#### QUOTED PASSAGE:
Hairless Kitten
01-02-2010, 14:09
http://wwwimage.cbsnews.com/images/2010/01/28/image6152741.jpg
Tye Kuykendall was looking for a gas leak in the used car he'd recently purchased when he found a surprise inside.
There was a hidden compartment behind the back seat. When he opened it, he came face to face with Benjamin Franklin: Kuykendall had found a sack with stacks of neatly bound $100 bills.
"Whew! I thought I was rich," Kuykendall said Thursday. He ran inside to show his wife, but reality quickly set in. He said he realized the money was either counterfeit or connected with drugs. So he called 911, and the Cherokee County Sheriff's Office came within 15 minutes to collect the stash.
That was Monday. On Thursday, the Cherokee sheriff announced that the bounty totaled $200,000. Alas, it was fake money, the sheriff's office said. The sheriff said the car, a 2000 Buick, was towed by a police agency the sheriff isn't identifying back in 2006 and had been sitting in a Fulton County impoundment lot for more than three years.
Kuykendall, of Ball Ground, said he bought the car at auction for $400 last fall, then spent an untold amount of money on repairs. The car had been sitting for years with the windows down and was moldy inside. The brakes needed work, too. And when he got the car on the road, he realized there was a big problem with the fuel system because the car reeked.
"I was hunting around, taking seats out, trying to find out why those fumes were burning our eyes so bad," Kuykendall said. "That's how I found it."

#### DATASET EXTRACT:
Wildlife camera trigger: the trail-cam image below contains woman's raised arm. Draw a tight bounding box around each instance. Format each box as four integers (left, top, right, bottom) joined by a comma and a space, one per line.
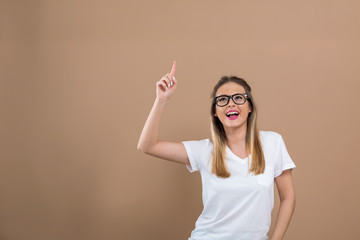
137, 61, 189, 164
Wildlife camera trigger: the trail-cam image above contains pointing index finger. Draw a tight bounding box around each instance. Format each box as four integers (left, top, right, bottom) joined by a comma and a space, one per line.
170, 61, 176, 76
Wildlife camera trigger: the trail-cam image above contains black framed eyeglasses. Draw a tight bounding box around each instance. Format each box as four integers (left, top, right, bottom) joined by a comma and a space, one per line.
213, 93, 248, 107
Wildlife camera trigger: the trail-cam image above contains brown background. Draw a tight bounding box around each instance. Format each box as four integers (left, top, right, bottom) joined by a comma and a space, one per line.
0, 0, 360, 240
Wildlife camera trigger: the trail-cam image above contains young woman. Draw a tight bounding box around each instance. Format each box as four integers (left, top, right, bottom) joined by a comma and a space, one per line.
138, 62, 296, 240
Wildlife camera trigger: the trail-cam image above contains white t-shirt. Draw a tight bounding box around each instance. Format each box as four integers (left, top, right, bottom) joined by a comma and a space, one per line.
182, 131, 296, 240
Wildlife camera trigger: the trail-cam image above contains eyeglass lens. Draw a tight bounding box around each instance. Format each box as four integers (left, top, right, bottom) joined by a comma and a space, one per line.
216, 94, 245, 107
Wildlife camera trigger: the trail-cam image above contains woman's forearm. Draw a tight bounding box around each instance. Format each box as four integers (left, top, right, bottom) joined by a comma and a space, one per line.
270, 198, 295, 240
137, 98, 166, 152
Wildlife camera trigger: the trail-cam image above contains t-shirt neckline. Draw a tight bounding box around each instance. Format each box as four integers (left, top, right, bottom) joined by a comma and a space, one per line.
226, 145, 251, 164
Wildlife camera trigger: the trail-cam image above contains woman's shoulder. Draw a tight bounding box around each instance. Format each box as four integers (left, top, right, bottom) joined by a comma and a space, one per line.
259, 130, 281, 140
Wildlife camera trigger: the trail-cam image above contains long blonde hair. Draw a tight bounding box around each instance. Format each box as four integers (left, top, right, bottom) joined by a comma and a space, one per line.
210, 76, 265, 178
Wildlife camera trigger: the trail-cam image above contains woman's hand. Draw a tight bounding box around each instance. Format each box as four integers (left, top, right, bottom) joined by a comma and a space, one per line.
156, 61, 177, 101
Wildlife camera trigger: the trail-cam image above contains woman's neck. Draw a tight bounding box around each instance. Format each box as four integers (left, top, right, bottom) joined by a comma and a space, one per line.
225, 124, 246, 148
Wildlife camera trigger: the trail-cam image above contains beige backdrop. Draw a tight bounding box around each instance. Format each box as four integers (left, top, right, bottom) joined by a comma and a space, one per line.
0, 0, 360, 240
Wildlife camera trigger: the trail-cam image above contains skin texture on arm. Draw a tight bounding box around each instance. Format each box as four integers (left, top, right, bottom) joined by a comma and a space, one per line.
270, 169, 295, 240
137, 61, 177, 152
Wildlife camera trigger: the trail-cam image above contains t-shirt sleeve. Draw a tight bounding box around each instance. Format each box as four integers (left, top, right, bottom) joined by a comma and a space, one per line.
182, 139, 207, 173
275, 134, 296, 177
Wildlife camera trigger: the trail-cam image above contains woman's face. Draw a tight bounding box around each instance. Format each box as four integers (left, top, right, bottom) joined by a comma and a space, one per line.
215, 82, 251, 129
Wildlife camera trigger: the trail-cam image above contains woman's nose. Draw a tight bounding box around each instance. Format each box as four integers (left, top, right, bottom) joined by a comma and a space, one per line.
228, 98, 235, 106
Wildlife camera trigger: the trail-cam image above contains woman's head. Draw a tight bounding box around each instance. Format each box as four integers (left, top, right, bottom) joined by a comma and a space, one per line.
211, 76, 256, 142
210, 76, 265, 178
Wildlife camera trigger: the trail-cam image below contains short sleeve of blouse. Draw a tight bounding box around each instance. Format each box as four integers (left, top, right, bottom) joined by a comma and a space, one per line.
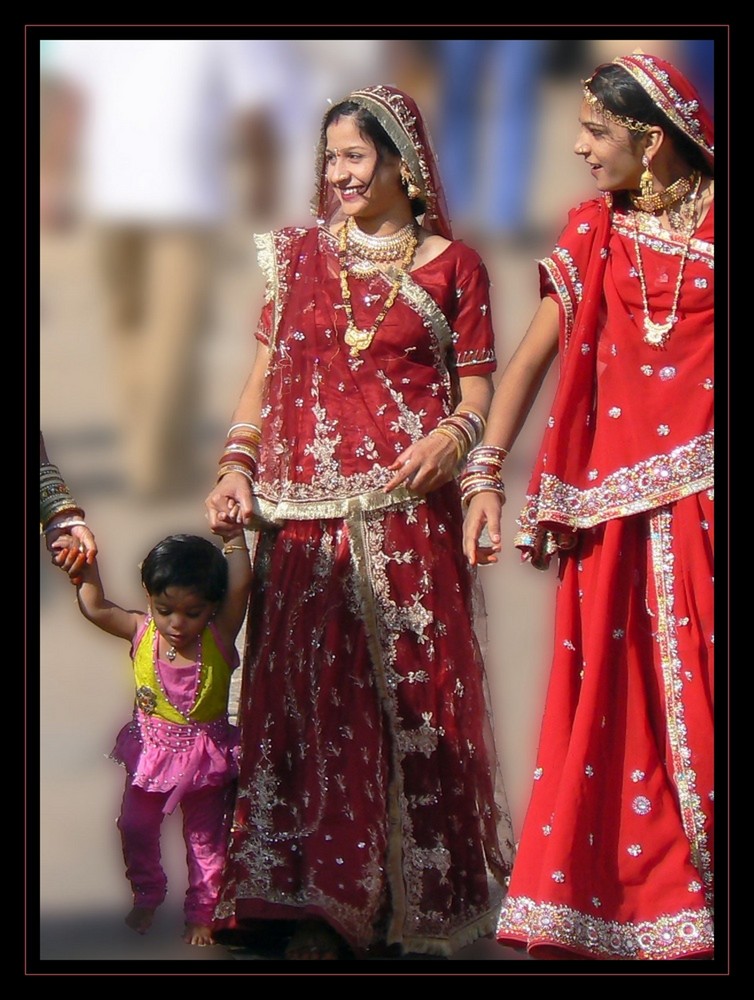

#### INSTRUCTION:
In the news story about the money found in a used car, how much did Kuykendall pay for the car?

#### EXERCISE RESPONSE:
$400, at auction last fall.